## REQUIREMENT
Only the lines from the one containing "Exercise. Spot the sponsor" through the last line of the entries are wanted. Transcribe them exactly.

——————————

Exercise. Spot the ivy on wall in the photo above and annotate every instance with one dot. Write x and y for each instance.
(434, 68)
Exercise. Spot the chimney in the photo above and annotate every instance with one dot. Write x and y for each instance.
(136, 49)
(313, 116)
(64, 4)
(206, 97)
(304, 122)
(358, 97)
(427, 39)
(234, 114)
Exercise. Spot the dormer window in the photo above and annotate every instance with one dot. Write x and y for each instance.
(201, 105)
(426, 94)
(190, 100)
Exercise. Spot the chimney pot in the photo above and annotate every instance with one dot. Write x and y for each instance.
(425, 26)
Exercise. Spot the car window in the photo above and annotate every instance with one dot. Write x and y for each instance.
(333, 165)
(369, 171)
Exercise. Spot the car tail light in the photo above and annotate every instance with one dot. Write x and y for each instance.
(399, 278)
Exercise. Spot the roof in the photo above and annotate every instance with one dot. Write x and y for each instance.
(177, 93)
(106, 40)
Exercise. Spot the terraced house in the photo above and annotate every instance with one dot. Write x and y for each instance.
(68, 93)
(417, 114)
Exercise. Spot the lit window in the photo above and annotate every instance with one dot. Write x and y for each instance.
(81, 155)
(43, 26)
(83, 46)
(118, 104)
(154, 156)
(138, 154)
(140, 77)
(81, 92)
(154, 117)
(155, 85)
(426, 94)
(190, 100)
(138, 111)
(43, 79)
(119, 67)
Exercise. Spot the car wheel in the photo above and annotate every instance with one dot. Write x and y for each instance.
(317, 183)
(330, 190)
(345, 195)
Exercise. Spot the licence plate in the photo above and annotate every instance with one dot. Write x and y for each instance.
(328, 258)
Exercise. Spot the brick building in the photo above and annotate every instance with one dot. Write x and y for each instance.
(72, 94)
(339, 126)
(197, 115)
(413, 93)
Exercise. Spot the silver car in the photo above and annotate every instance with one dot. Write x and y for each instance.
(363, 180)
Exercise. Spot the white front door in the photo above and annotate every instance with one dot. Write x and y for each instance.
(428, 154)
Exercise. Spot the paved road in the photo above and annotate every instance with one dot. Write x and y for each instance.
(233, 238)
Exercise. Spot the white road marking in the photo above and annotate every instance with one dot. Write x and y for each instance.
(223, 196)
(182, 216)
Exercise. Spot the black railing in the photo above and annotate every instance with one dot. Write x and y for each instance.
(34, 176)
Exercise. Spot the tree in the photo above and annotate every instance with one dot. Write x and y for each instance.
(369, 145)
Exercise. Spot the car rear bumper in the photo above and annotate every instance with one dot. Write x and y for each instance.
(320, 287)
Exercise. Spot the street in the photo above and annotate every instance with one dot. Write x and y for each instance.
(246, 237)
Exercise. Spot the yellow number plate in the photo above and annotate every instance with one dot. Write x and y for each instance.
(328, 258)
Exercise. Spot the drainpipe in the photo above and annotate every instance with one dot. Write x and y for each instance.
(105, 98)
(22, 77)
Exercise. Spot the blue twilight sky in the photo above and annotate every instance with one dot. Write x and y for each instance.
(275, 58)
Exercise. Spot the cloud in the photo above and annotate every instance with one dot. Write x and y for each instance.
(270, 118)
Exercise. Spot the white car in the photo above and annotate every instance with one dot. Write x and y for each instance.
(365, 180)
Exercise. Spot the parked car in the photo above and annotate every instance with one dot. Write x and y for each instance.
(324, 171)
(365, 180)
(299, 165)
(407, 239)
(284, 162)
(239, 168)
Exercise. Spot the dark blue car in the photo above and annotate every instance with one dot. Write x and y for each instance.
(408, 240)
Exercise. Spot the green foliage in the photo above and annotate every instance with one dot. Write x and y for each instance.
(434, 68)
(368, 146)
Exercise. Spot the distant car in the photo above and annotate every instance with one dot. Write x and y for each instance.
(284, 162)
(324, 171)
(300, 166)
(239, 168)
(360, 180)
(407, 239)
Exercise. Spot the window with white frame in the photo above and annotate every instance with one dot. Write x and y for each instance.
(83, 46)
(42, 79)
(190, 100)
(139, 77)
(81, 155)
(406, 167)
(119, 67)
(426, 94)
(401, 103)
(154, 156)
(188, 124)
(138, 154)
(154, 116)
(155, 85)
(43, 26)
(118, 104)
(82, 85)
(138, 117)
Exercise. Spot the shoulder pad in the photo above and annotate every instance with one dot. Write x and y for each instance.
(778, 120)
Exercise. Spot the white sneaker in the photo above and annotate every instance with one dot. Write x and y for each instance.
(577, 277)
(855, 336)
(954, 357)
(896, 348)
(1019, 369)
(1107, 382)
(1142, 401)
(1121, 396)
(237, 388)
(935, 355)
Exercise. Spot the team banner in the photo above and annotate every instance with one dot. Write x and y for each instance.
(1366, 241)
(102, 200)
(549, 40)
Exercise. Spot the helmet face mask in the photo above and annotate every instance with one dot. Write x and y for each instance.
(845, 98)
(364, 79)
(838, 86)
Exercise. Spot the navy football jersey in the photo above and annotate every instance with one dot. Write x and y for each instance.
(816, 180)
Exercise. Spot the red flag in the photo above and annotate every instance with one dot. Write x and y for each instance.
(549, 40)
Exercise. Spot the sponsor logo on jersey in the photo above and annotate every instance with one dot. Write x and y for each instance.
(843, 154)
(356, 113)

——————————

## TASK ANSWER
Exercise. Spot the sponsor logo on jersey in the photo above and annotate every instance with one dot. Write x and y for each instance.
(843, 154)
(356, 113)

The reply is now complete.